Records from a collection
════

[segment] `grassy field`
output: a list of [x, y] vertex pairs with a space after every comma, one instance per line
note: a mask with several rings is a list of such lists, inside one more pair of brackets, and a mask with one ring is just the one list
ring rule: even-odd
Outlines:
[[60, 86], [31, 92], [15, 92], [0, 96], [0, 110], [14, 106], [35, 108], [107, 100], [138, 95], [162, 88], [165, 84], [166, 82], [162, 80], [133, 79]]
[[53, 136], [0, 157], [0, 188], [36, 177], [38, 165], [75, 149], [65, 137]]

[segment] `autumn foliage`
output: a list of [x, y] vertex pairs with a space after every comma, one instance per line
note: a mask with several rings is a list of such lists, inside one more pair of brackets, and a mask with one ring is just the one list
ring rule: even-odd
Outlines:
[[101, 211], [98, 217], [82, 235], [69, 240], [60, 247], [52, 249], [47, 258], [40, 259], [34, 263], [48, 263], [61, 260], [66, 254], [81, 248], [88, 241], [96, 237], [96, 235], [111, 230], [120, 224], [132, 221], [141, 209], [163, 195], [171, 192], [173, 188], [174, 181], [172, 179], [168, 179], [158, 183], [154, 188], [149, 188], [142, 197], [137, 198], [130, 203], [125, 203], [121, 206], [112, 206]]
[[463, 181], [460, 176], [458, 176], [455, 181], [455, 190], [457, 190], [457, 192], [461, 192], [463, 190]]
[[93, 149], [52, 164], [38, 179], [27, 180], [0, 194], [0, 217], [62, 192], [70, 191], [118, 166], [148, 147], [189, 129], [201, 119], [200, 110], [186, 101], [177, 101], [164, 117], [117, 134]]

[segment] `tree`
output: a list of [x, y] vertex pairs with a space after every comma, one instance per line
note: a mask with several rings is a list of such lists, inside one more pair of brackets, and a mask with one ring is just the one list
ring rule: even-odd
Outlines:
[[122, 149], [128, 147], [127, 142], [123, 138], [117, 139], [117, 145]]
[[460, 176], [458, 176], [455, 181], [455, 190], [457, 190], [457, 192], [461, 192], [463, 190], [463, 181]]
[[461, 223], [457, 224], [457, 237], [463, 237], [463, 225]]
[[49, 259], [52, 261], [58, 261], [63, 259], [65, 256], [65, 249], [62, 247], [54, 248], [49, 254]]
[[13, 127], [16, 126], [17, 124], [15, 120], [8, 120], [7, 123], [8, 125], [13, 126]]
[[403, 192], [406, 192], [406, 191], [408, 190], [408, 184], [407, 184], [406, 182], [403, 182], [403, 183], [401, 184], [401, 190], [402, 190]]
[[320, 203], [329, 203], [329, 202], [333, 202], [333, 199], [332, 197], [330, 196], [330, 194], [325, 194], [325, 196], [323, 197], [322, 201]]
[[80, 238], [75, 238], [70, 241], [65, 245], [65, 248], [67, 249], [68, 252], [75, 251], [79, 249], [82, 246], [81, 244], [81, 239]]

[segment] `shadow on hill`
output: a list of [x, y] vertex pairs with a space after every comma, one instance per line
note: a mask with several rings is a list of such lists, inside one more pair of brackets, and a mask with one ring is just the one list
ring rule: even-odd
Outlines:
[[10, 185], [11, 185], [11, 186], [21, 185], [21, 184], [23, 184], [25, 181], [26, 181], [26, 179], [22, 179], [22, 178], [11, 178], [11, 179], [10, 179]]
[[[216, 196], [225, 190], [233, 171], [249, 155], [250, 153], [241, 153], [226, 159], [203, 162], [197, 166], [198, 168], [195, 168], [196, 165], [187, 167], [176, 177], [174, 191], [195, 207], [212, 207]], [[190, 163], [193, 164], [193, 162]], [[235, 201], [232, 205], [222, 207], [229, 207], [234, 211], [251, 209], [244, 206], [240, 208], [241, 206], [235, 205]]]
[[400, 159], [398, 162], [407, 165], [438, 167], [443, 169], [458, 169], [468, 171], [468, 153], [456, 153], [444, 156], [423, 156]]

════

■ Directions for this task ■
Each record above is to be written out again exactly.

■ Solution to this task ■
[segment] `grassy field`
output: a list of [x, y] vertex pairs with a space after every comma, one instance per line
note: a mask with several rings is a list of such lists, inside one more pair of brackets, and a mask with one ring is just the one list
ring rule: even-odd
Outlines:
[[60, 86], [31, 92], [15, 92], [0, 96], [0, 110], [14, 106], [35, 108], [107, 100], [138, 95], [162, 88], [165, 84], [166, 82], [162, 80], [133, 79]]
[[53, 136], [0, 157], [0, 188], [36, 177], [38, 165], [75, 149], [65, 137]]

[segment] `autumn foliage`
output: a list of [x, y] vertex pairs with a space after every comma, one instance per line
note: a mask with several rings is a list of such lists, inside one more pair of brackets, and a mask with one ring is just the one list
ring rule: even-odd
Outlines:
[[101, 211], [98, 217], [82, 235], [69, 240], [60, 247], [52, 249], [47, 258], [40, 259], [34, 263], [48, 263], [61, 260], [66, 254], [81, 248], [88, 241], [96, 237], [96, 235], [111, 230], [120, 224], [132, 221], [141, 209], [163, 195], [171, 192], [173, 188], [174, 181], [172, 179], [168, 179], [158, 183], [154, 188], [149, 188], [142, 197], [137, 198], [130, 203], [125, 203], [121, 206], [112, 206]]
[[463, 181], [460, 176], [458, 176], [455, 181], [455, 190], [457, 190], [457, 192], [461, 192], [463, 190]]
[[93, 149], [52, 164], [38, 179], [27, 180], [0, 194], [0, 217], [62, 192], [70, 191], [118, 166], [148, 147], [189, 129], [201, 119], [200, 110], [186, 101], [177, 101], [164, 117], [117, 134]]

[segment] `tree`
output: a list of [x, y] vertex pairs with a space after every comma, one instance per line
note: a mask with several rings is a list of such lists, inside one more pair of brackets, and a mask with one ring is just the one list
ring rule: even-odd
Outlines:
[[122, 149], [128, 147], [127, 142], [123, 138], [117, 139], [117, 145]]
[[460, 176], [458, 176], [455, 181], [455, 190], [457, 190], [457, 192], [461, 192], [463, 190], [463, 181]]
[[461, 223], [457, 224], [457, 237], [463, 237], [463, 225]]
[[49, 259], [52, 261], [58, 261], [63, 259], [65, 256], [65, 249], [62, 247], [54, 248], [49, 254]]
[[13, 127], [16, 126], [17, 124], [15, 120], [8, 120], [7, 123], [8, 125], [13, 126]]
[[403, 192], [406, 192], [406, 191], [408, 190], [408, 184], [407, 184], [406, 182], [403, 182], [403, 183], [401, 184], [401, 190], [402, 190]]
[[320, 203], [329, 203], [329, 202], [333, 202], [333, 199], [332, 197], [330, 196], [330, 194], [325, 194], [325, 196], [323, 197], [322, 201]]
[[80, 238], [75, 238], [70, 241], [65, 245], [65, 248], [67, 249], [68, 252], [75, 251], [79, 249], [82, 246], [81, 244], [81, 239]]

[segment] `shadow on hill`
output: a list of [x, y] vertex pairs with a space after every comma, one instance per line
note: a mask with several rings is a list of such lists, inside one more pair of brackets, and a mask with one ring is just the one list
ring rule: even-odd
Outlines:
[[10, 185], [11, 185], [11, 186], [21, 185], [21, 184], [23, 184], [25, 181], [26, 181], [26, 179], [22, 179], [22, 178], [11, 178], [11, 179], [10, 179]]
[[[216, 196], [225, 190], [233, 171], [249, 155], [250, 153], [241, 153], [226, 159], [203, 162], [197, 166], [198, 168], [195, 168], [196, 165], [187, 167], [176, 177], [174, 191], [195, 207], [212, 207]], [[190, 163], [193, 164], [193, 162]], [[235, 201], [232, 205], [222, 207], [229, 207], [234, 211], [251, 209], [244, 206], [240, 208], [241, 206], [235, 205]]]
[[400, 159], [398, 162], [407, 165], [438, 167], [443, 169], [458, 169], [468, 171], [468, 153], [456, 153], [444, 156], [423, 156]]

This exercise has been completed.